Materials provided section start
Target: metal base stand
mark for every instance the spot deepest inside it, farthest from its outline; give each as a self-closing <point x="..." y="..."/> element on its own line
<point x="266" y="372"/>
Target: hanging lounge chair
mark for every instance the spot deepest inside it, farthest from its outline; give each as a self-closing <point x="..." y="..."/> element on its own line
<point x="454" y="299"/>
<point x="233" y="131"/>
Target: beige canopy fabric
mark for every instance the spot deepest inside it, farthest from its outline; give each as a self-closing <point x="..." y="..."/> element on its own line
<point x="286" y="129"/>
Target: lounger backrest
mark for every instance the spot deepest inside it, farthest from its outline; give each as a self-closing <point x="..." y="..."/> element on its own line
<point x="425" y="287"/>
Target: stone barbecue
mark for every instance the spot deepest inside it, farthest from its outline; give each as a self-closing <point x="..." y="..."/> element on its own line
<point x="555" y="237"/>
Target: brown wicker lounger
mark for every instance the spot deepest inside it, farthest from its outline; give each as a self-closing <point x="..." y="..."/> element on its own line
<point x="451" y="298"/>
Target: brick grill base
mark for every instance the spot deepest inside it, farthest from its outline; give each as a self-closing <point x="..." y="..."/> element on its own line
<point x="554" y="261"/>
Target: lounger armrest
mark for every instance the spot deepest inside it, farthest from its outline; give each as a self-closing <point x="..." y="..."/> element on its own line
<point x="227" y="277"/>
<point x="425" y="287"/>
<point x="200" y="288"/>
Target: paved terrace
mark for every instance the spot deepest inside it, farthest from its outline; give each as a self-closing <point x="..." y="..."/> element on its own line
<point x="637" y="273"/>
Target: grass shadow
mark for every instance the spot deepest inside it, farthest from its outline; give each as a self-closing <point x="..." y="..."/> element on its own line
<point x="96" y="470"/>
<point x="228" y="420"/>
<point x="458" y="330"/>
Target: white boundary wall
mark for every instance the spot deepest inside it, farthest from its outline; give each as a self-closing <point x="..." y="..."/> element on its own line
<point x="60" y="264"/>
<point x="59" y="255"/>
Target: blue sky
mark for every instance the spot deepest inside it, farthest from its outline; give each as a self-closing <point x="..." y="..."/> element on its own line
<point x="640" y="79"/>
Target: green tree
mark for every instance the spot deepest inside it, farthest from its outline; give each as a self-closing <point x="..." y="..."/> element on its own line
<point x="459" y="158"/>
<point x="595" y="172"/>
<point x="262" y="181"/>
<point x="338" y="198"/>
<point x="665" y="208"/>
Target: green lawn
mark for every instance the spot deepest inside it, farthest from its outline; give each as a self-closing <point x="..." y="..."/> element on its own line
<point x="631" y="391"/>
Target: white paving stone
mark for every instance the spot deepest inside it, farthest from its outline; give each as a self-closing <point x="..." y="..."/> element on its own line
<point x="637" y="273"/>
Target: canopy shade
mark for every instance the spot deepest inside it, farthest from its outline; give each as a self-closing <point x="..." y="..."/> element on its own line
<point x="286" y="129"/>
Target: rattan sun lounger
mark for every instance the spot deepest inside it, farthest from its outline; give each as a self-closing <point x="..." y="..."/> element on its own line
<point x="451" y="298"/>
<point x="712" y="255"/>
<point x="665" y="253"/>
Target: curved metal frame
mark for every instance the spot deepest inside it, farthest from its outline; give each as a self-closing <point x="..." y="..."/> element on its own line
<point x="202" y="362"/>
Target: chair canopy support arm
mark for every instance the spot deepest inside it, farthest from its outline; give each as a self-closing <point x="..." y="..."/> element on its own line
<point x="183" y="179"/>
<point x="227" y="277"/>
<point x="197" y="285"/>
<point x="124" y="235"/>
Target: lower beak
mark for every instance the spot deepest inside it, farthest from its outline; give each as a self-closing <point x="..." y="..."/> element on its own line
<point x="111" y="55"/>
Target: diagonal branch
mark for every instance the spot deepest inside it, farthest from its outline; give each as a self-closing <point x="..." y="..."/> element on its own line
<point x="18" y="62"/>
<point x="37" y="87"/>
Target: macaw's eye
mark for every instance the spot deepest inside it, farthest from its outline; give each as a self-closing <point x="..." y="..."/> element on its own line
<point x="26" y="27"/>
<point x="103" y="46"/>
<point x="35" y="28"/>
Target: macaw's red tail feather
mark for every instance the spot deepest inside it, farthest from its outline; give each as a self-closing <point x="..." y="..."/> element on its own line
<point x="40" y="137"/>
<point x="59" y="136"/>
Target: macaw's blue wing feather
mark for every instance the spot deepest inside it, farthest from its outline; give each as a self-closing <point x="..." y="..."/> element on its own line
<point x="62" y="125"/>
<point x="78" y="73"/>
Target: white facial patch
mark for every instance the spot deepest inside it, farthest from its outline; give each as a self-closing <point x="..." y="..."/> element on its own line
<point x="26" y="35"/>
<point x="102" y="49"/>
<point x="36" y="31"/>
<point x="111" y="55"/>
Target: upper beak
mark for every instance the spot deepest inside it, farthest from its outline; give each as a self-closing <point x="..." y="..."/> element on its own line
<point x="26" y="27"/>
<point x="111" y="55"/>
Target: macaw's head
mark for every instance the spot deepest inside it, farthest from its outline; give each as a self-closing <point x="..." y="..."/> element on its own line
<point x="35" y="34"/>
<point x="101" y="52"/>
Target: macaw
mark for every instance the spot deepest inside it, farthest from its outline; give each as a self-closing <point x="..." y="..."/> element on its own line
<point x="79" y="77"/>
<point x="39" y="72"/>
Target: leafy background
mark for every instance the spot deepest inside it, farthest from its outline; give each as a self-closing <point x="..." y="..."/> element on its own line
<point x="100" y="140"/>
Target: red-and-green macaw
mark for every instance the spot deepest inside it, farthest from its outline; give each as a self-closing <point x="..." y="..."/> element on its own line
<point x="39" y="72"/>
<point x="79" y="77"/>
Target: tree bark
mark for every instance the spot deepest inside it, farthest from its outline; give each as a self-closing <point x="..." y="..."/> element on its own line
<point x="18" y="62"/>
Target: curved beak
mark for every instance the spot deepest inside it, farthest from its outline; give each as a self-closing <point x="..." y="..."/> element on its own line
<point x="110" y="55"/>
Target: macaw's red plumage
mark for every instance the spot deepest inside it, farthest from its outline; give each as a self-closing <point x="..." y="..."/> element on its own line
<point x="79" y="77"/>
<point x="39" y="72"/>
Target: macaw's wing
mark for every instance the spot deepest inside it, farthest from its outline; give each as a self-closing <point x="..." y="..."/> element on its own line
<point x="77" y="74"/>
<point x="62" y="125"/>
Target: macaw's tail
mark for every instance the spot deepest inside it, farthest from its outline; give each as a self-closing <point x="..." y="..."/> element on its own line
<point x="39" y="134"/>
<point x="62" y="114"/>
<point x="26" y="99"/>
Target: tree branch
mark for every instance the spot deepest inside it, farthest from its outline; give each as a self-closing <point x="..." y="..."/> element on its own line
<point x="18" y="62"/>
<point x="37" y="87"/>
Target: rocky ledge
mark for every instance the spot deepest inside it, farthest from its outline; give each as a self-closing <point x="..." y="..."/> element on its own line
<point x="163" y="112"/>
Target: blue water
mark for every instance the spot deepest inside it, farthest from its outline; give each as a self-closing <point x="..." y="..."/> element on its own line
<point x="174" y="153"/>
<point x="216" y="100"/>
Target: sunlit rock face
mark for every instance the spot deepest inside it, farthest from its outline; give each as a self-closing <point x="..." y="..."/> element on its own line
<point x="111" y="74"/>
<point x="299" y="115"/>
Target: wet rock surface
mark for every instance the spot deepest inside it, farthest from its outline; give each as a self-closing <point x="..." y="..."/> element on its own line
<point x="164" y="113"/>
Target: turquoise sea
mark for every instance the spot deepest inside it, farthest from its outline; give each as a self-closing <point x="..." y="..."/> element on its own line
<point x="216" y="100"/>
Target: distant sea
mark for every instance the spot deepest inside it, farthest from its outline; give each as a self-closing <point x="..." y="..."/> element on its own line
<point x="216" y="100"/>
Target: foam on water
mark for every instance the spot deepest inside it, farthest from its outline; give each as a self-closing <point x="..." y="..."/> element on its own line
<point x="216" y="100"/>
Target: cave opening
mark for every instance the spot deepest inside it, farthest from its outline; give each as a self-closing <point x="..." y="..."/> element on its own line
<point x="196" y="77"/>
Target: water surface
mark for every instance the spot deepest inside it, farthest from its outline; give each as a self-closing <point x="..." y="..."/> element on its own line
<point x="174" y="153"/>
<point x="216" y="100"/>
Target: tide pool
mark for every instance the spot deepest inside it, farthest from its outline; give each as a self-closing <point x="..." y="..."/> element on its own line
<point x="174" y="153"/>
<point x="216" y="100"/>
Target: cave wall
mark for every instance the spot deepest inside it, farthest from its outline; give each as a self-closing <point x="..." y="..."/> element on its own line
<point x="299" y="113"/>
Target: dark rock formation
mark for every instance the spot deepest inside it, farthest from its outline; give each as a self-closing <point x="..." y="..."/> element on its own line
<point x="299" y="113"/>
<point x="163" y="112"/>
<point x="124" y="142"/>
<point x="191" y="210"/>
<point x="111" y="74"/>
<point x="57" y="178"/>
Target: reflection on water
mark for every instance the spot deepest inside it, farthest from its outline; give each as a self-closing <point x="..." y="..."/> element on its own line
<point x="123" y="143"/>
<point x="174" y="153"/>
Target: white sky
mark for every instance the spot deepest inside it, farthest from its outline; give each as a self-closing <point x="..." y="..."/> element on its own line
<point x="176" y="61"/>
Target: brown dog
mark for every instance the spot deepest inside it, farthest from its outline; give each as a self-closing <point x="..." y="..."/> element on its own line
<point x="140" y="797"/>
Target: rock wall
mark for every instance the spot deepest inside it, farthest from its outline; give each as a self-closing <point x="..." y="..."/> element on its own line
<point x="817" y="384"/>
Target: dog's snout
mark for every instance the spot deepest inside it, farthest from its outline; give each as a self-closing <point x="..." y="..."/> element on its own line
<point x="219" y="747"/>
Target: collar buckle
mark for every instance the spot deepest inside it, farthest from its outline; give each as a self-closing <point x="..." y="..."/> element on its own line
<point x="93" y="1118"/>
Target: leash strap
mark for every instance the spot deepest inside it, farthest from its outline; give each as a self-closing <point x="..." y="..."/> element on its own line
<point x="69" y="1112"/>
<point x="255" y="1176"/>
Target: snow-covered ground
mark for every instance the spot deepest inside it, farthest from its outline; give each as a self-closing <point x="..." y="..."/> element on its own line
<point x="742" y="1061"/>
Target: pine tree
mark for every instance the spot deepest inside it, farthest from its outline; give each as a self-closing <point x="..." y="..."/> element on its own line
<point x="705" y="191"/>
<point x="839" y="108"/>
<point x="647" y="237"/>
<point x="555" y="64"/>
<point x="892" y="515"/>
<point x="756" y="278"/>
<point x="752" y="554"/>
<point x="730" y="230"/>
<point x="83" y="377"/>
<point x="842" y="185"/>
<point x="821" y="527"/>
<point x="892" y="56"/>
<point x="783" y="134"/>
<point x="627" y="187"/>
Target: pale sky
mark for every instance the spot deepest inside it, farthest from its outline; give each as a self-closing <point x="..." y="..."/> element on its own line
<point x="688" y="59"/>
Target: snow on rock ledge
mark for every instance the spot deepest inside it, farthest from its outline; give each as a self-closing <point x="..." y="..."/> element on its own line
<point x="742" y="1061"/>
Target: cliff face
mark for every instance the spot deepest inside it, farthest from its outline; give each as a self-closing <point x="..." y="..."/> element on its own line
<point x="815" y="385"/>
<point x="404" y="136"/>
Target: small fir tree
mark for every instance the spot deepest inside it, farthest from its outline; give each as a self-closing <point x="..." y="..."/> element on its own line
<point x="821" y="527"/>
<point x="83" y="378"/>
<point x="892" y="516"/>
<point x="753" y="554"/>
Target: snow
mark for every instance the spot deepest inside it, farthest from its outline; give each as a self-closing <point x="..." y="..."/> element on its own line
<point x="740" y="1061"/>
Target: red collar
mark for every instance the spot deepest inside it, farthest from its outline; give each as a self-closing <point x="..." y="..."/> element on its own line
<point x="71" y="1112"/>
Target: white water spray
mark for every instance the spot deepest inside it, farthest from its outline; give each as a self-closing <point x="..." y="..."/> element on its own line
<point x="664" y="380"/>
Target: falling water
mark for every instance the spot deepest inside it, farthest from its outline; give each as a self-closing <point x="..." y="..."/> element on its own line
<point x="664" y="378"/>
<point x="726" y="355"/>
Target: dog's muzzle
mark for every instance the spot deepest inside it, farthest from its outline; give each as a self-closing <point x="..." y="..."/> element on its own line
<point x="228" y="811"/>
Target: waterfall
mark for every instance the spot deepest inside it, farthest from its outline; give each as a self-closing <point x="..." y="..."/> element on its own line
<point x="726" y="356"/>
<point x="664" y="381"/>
Materials provided section end
Pick every line of the data that includes the string "stone".

Response:
Target: stone barbecue
Target: white paving stone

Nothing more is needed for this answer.